'''

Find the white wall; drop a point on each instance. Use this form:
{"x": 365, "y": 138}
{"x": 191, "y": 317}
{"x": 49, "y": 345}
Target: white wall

'''

• **WHAT YOU SHOULD DO**: Could you set down every line of the records above, character for character and with nothing changed?

• **ANSWER IN FULL**:
Find the white wall; drop a point on each instance. Use this form:
{"x": 365, "y": 138}
{"x": 191, "y": 317}
{"x": 49, "y": 345}
Target: white wall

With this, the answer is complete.